**GIVEN INSTRUCTION:**
Collect every line below that contains the word "street", and copy each of those lines unchanged.

● ● ● ● ●

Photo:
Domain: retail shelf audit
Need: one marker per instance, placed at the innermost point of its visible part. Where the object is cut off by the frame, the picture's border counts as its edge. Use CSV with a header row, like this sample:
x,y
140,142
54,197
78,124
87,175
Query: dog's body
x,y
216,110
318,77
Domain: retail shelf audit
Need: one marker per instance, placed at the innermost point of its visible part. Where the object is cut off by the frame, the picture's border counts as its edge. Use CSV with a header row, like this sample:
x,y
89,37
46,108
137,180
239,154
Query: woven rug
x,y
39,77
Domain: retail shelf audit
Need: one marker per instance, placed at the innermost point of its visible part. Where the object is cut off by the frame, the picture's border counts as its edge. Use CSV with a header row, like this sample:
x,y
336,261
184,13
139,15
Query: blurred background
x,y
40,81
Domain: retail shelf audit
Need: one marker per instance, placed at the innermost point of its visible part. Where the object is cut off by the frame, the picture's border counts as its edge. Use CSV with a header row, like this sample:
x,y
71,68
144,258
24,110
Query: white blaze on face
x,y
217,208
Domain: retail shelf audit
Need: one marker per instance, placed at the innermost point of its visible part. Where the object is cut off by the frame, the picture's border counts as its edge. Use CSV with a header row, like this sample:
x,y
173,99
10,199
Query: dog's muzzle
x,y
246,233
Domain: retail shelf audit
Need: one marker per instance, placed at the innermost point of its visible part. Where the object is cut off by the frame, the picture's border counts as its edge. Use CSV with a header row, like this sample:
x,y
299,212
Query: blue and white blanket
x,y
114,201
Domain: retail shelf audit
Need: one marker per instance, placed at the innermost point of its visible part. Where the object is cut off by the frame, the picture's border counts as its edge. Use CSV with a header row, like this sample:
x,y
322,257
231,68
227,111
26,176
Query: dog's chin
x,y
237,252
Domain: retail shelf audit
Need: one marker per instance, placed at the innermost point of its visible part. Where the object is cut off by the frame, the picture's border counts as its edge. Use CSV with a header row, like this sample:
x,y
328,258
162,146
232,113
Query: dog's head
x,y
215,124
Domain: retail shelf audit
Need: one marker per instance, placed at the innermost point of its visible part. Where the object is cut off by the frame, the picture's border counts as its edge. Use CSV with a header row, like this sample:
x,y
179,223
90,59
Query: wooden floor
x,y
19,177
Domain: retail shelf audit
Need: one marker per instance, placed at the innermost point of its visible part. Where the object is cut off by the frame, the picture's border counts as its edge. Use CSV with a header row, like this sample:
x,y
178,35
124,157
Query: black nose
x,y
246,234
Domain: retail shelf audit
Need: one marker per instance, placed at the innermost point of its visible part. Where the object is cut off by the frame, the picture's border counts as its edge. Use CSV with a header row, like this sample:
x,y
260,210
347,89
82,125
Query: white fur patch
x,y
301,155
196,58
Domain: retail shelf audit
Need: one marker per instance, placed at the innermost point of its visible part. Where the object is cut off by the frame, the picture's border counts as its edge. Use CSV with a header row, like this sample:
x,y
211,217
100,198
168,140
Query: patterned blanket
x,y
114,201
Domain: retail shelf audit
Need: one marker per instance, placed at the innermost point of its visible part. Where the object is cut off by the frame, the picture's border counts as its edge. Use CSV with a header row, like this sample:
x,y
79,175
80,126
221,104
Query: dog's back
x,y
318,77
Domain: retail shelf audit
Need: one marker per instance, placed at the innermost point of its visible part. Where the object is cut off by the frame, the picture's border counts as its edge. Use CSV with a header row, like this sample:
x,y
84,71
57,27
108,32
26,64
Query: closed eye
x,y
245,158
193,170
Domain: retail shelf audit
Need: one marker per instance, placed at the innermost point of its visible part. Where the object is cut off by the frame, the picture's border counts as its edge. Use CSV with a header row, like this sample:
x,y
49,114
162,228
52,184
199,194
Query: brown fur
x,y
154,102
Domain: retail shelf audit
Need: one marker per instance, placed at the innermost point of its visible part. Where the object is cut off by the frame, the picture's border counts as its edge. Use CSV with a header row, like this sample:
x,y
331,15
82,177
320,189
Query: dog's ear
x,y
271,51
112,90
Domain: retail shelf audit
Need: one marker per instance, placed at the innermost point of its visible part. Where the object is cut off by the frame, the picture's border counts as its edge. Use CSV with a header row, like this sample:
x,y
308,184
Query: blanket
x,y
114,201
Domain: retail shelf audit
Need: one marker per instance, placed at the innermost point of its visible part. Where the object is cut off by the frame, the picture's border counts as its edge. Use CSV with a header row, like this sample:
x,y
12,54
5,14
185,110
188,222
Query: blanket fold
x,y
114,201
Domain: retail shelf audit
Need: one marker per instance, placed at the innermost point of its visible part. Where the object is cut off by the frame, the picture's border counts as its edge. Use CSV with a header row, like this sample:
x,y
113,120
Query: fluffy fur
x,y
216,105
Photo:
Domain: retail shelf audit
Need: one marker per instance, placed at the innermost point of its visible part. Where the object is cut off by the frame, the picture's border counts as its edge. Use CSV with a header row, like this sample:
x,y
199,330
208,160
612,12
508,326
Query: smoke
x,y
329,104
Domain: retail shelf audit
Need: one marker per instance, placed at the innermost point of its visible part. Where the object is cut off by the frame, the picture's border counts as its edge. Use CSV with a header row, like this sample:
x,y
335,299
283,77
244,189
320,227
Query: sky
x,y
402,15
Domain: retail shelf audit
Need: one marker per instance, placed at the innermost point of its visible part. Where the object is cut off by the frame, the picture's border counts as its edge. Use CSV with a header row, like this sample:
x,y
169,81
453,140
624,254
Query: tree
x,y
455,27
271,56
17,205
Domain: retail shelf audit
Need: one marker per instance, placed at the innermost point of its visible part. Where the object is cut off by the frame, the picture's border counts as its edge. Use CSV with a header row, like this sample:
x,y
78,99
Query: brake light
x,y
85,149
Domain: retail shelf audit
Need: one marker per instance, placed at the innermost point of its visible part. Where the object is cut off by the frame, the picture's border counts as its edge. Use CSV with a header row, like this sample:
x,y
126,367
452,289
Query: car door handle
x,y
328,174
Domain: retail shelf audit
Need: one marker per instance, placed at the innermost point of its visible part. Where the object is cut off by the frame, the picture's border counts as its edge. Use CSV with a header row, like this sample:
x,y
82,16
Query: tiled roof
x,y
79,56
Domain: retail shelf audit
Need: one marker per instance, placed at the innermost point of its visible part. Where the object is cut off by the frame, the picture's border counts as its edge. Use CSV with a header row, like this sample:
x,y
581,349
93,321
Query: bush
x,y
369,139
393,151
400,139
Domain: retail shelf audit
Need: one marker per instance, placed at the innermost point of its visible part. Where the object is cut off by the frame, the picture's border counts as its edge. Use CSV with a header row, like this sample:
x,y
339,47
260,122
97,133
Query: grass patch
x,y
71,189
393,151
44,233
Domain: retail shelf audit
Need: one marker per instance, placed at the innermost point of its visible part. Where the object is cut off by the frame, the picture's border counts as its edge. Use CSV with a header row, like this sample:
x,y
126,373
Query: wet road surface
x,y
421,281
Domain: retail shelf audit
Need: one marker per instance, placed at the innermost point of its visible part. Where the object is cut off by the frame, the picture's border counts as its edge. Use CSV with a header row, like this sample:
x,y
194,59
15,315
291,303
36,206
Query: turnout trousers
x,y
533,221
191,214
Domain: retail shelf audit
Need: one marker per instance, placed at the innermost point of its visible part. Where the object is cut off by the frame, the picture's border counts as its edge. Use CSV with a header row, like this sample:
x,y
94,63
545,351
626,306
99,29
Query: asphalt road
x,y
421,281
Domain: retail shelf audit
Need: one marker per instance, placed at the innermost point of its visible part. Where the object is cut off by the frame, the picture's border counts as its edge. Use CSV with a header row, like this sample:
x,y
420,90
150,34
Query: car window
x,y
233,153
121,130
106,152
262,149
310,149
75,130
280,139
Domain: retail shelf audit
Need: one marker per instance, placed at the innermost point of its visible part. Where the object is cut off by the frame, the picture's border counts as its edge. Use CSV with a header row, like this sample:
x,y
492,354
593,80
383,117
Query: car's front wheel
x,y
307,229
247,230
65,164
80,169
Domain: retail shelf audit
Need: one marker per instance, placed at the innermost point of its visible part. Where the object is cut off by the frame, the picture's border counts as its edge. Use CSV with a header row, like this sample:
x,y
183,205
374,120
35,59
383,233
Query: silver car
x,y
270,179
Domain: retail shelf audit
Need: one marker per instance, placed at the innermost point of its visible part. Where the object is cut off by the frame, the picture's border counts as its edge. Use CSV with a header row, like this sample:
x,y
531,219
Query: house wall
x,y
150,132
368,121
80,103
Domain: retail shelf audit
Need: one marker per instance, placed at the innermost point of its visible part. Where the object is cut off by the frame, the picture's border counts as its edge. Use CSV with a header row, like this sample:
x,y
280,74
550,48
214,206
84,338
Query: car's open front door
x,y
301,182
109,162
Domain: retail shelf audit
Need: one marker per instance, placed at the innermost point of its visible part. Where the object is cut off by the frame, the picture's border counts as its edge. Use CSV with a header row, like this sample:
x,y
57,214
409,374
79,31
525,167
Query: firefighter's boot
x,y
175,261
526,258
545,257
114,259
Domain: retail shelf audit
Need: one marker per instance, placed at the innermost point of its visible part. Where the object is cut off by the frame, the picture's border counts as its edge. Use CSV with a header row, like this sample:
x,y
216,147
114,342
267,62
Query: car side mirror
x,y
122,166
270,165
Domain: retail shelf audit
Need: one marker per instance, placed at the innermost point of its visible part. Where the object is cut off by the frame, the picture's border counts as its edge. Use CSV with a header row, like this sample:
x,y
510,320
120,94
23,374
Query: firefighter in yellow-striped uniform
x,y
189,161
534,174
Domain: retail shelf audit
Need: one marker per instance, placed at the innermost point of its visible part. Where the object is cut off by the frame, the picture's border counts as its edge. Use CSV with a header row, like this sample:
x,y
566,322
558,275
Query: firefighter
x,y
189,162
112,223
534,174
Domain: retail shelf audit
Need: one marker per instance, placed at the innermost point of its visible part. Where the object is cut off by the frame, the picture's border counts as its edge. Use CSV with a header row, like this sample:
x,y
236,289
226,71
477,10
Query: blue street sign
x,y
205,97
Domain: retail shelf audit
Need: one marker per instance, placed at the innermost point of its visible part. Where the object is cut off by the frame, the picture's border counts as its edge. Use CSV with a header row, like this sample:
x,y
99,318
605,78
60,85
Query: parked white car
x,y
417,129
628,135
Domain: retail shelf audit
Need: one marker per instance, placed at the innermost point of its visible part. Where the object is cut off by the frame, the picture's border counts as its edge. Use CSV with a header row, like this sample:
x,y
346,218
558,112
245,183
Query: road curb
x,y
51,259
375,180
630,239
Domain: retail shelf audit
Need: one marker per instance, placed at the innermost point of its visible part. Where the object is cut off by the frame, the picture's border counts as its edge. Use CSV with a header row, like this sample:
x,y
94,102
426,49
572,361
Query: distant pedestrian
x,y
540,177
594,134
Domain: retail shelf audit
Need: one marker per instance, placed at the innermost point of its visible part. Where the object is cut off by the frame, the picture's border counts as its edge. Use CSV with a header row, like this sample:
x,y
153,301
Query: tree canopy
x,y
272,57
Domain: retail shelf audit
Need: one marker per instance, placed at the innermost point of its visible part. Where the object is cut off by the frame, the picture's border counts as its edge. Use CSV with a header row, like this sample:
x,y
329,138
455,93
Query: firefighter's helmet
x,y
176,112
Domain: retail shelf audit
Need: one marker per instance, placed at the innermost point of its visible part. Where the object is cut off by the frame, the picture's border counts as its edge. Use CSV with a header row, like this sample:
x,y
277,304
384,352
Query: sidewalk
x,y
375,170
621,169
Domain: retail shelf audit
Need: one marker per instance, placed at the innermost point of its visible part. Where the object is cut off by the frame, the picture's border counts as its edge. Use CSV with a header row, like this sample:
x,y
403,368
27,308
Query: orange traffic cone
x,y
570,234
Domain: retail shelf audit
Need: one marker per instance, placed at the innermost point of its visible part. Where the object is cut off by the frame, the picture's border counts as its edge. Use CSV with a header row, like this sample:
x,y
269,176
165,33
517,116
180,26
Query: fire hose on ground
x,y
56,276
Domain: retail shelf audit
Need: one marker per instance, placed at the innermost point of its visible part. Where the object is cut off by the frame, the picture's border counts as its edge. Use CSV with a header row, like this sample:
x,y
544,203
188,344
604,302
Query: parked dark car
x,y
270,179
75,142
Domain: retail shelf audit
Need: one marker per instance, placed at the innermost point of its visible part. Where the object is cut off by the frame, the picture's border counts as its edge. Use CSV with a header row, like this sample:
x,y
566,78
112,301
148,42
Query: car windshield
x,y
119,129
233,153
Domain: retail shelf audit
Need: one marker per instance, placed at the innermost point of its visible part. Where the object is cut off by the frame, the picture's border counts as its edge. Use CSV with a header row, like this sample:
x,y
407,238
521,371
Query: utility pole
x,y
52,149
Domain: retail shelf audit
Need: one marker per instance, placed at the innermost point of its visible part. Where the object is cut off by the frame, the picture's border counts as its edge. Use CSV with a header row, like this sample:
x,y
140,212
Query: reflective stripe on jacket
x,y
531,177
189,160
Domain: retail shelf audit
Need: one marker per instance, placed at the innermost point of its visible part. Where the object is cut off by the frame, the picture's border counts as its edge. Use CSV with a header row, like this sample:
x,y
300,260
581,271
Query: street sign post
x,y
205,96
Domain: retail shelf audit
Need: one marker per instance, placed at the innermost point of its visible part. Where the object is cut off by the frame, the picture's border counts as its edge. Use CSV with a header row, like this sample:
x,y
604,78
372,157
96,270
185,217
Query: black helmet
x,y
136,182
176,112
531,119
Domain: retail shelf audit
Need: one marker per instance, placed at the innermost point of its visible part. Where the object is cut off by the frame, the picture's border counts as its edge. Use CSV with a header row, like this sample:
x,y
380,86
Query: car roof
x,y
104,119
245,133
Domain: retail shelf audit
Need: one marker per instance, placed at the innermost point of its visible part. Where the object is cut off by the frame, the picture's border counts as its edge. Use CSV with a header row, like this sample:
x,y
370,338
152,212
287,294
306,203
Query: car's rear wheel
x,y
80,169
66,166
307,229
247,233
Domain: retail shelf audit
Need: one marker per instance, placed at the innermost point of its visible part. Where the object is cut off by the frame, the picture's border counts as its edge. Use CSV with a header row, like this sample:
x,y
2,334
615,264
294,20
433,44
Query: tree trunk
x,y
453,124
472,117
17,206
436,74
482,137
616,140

● ● ● ● ●

**CORRECT RESULT:**
Query: blue street sign
Query: street sign post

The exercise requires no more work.